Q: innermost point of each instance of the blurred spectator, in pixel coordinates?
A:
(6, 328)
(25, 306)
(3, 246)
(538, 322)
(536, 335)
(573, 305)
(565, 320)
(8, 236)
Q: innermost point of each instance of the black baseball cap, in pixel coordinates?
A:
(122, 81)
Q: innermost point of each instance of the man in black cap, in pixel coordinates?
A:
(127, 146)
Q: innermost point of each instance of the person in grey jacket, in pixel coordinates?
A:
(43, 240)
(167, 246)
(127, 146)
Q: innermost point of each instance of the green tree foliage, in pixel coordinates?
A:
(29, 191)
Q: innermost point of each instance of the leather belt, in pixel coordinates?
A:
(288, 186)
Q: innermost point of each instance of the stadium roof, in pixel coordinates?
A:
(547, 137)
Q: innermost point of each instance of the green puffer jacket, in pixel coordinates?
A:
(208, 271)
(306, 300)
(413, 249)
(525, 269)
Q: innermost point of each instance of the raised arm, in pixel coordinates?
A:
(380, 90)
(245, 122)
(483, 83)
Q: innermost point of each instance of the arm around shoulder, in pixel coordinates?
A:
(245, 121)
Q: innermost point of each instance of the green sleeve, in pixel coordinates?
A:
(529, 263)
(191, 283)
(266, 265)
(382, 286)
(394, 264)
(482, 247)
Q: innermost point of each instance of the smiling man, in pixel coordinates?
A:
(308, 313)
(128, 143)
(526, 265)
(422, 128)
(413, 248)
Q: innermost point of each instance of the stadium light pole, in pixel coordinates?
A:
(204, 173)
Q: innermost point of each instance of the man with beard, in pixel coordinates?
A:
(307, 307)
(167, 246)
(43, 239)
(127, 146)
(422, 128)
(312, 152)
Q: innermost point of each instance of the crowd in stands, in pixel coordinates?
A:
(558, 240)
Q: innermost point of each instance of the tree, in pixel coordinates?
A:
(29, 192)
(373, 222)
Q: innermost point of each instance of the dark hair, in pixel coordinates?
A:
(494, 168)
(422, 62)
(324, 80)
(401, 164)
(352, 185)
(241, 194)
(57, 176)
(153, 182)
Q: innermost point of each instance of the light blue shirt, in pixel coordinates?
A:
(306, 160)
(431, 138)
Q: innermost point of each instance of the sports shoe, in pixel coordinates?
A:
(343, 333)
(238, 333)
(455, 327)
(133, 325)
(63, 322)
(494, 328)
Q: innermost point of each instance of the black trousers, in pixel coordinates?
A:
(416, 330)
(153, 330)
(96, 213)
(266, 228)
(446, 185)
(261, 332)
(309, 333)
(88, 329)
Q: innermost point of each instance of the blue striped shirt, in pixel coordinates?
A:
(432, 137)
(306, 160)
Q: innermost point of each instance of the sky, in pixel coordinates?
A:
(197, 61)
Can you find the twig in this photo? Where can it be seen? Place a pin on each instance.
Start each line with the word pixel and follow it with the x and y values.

———

WORK TO BE COMPLETED: Once you have counted every line above that contains the string "jacket", give that number and nothing more.

THE COMPLETED TASK: 2